Records for this exercise:
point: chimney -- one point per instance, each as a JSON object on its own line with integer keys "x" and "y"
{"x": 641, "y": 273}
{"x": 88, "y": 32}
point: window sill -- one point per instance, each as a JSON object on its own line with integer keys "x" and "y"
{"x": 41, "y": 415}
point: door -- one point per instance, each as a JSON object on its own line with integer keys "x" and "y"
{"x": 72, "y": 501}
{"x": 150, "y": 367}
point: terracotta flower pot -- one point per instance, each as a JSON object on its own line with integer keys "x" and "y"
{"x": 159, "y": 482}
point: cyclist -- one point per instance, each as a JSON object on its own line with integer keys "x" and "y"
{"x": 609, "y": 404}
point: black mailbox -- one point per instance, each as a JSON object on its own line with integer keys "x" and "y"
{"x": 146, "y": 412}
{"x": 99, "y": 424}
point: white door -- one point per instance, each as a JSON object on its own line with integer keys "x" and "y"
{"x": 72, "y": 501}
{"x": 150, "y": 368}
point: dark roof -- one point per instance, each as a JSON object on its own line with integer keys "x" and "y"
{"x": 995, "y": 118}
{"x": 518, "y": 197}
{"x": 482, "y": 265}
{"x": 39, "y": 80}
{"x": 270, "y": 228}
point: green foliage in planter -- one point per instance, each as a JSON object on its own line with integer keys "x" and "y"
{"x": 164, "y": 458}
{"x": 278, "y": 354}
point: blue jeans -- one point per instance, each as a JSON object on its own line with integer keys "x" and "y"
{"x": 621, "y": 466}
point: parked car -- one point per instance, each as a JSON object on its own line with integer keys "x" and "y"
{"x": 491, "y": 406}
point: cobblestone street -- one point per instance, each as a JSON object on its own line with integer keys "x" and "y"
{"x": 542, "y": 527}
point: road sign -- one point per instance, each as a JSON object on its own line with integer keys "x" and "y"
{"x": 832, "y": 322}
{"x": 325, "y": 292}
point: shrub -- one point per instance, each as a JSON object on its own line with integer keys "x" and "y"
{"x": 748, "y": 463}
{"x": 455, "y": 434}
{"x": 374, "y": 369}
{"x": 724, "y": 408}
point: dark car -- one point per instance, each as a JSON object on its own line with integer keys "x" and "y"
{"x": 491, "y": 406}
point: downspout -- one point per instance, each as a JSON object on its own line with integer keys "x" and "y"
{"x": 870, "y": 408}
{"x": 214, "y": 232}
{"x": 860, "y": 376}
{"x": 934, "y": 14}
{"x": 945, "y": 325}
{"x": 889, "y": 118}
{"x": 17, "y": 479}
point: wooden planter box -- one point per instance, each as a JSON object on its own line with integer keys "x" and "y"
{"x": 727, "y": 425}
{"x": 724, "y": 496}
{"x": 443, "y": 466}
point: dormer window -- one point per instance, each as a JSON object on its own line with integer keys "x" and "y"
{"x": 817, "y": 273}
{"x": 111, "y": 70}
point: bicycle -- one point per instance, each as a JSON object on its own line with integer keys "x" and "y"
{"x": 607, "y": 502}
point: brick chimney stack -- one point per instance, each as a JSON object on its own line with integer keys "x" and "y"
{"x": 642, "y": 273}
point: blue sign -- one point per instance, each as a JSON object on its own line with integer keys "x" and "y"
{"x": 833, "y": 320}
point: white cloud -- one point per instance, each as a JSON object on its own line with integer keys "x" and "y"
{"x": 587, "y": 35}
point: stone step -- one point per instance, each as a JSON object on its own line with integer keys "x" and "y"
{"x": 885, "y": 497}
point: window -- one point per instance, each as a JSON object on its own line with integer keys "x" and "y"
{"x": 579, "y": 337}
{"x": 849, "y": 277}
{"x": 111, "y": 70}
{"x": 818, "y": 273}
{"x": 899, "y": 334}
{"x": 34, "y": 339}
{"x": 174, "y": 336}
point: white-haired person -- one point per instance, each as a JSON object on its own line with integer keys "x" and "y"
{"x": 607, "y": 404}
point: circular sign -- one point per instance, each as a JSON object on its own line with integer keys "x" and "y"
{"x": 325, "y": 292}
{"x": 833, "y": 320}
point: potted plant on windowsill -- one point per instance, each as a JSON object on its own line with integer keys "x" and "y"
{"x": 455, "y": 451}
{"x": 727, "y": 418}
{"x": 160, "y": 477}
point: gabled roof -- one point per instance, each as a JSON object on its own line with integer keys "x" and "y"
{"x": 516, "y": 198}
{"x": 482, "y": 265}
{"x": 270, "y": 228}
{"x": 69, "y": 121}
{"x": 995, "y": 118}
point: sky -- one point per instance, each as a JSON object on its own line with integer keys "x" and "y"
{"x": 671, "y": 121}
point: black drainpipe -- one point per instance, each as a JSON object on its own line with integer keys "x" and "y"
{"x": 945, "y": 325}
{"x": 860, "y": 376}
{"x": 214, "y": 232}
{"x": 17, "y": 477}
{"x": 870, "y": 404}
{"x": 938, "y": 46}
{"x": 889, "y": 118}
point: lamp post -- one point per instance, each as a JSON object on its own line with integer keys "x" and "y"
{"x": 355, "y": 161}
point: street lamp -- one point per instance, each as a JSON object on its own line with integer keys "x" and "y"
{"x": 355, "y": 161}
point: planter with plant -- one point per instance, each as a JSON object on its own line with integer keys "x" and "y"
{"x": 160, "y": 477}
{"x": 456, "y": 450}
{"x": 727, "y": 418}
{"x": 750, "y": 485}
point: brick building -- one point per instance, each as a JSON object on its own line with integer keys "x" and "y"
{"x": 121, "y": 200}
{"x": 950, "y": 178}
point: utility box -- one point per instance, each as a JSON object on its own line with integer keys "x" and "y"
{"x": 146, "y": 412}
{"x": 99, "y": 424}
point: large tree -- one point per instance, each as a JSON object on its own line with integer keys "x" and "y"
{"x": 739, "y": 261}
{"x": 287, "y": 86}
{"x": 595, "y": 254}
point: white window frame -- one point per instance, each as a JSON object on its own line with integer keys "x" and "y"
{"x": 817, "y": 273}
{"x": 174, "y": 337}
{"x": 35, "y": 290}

Exercise directions: Here you need to write out the listing above exactly, from its first line to its last.

Solution:
point: chimney -- one point per instance, each as a JSON object on its own line with integer keys "x" and "y"
{"x": 641, "y": 273}
{"x": 88, "y": 32}
point: window sill -- one point per instance, each as a JSON object on its own line with integer keys "x" and "y"
{"x": 41, "y": 415}
point: door -- one point per instance, each as a JSON object on its own line with integer keys "x" and "y"
{"x": 72, "y": 501}
{"x": 150, "y": 367}
point: terracotta flower pot -- one point per instance, each as a JSON object on its own line with integer keys "x" and "y"
{"x": 159, "y": 482}
point: cyclist -- one point per instance, each as a JSON object on its own line with integer keys "x" and "y"
{"x": 609, "y": 404}
point: black mailbox -- one point per instance, each as a JSON object on its own line with integer keys "x" and "y"
{"x": 146, "y": 412}
{"x": 99, "y": 424}
point: white door -- one point per instance, each as a JSON object on its own line with integer keys "x" and "y"
{"x": 72, "y": 501}
{"x": 150, "y": 368}
point: dark roof -- one point per instance, each as a JSON object on its own line with integer keys "x" and "y"
{"x": 995, "y": 118}
{"x": 518, "y": 197}
{"x": 482, "y": 265}
{"x": 39, "y": 80}
{"x": 270, "y": 228}
point: green foliage in planter -- one point per instance, each as a JSON object on its own line with integer keys "x" and "y"
{"x": 164, "y": 458}
{"x": 278, "y": 354}
point: blue jeans -- one point per instance, each as a JSON object on its own line with integer keys "x" and "y"
{"x": 621, "y": 466}
point: parked car -- one point per instance, each as a JSON object on its own line with integer keys "x" and "y"
{"x": 491, "y": 406}
point: cobblestone street -- one point per instance, each as a JSON object on its own line with integer keys "x" and "y"
{"x": 542, "y": 527}
point: road sign -- one point per instance, each as a JSON object on its own line with integer keys "x" and "y"
{"x": 832, "y": 322}
{"x": 325, "y": 292}
point: shrub -- one point per instance, each as a JSON object on its own line with integer keys "x" and "y"
{"x": 748, "y": 463}
{"x": 455, "y": 434}
{"x": 374, "y": 369}
{"x": 724, "y": 408}
point: dark car -- one point per instance, each as a JSON object on its own line with integer keys "x" and "y"
{"x": 491, "y": 406}
point: downspout -- one point per instance, each as a JSON object on its own line with integer keys "x" and "y"
{"x": 870, "y": 408}
{"x": 214, "y": 232}
{"x": 860, "y": 376}
{"x": 934, "y": 14}
{"x": 945, "y": 325}
{"x": 889, "y": 118}
{"x": 17, "y": 479}
point: wooden planter box -- one point per instance, each as a JSON object on its own line with integer keys "x" and "y"
{"x": 727, "y": 425}
{"x": 724, "y": 496}
{"x": 443, "y": 466}
point: dormer window -- one point per instance, each as a JSON object on its own line with integer keys "x" and "y"
{"x": 817, "y": 273}
{"x": 111, "y": 70}
point: bicycle -- one point per instance, each as a JSON object on its own line with integer keys "x" and "y"
{"x": 607, "y": 502}
point: brick chimney stack -- one point per instance, each as a JSON object on its own line with integer keys "x" and "y"
{"x": 642, "y": 273}
point: blue sign -- one point per instance, each as a JSON object on its own line with integer keys "x" and "y"
{"x": 833, "y": 320}
point: white cloud -- one point per instance, each as a JSON object on its own line with integer keys "x" and "y"
{"x": 587, "y": 35}
point: stone step -- one point per instance, each as a JSON object on its own line with integer keys "x" and "y"
{"x": 885, "y": 497}
point: window -- one point per instance, each as a JSON object on its own line with integer keys "x" and "y"
{"x": 579, "y": 337}
{"x": 849, "y": 277}
{"x": 111, "y": 70}
{"x": 818, "y": 273}
{"x": 899, "y": 334}
{"x": 34, "y": 339}
{"x": 174, "y": 336}
point: white-haired person -- one point per instance, each as a JSON object on its own line with integer keys "x" and "y"
{"x": 607, "y": 404}
point: circular sign -- one point per instance, each as a JSON object on its own line with integer keys "x" and "y"
{"x": 325, "y": 292}
{"x": 833, "y": 320}
point: potted plant on windowsill -- one point per instance, each as a JSON object on its own line with integer keys "x" and "y"
{"x": 455, "y": 451}
{"x": 727, "y": 418}
{"x": 160, "y": 477}
point: gabled roof -- one point per instance, each as a JSON object on its own line with integer keys "x" and "y"
{"x": 516, "y": 198}
{"x": 482, "y": 265}
{"x": 270, "y": 228}
{"x": 69, "y": 121}
{"x": 995, "y": 118}
point: sky -- one point per instance, each as a JSON object on its own line with integer keys "x" and "y"
{"x": 671, "y": 121}
point: black drainpipe -- one point per instance, each as a JSON object on its own line with integer keys "x" and "y"
{"x": 945, "y": 325}
{"x": 860, "y": 376}
{"x": 214, "y": 232}
{"x": 17, "y": 477}
{"x": 870, "y": 404}
{"x": 938, "y": 46}
{"x": 889, "y": 118}
point: lamp post -- one point per instance, each as a JSON object on its own line with integer keys "x" and "y"
{"x": 355, "y": 161}
point: street lamp -- one point per instance, each as a JSON object on its own line with integer keys "x" and "y"
{"x": 355, "y": 161}
point: planter with plant -- one point per instance, each as a JSON object on its own line with integer keys "x" and "y"
{"x": 160, "y": 477}
{"x": 456, "y": 450}
{"x": 727, "y": 418}
{"x": 750, "y": 485}
point: brick building -- one point per instance, each as a JSON object on its own line with integer keys "x" and "y"
{"x": 121, "y": 200}
{"x": 950, "y": 178}
point: utility box -- one point per instance, each as a JSON object on its own line with integer keys "x" and "y"
{"x": 146, "y": 412}
{"x": 99, "y": 424}
point: large tree -- one point per instance, each as a JSON object on its own line with integer keys "x" and "y"
{"x": 739, "y": 261}
{"x": 287, "y": 86}
{"x": 595, "y": 254}
point: white window frame -- one point per instance, each as a JSON object on its own line with integer keys "x" and "y"
{"x": 817, "y": 273}
{"x": 174, "y": 337}
{"x": 35, "y": 290}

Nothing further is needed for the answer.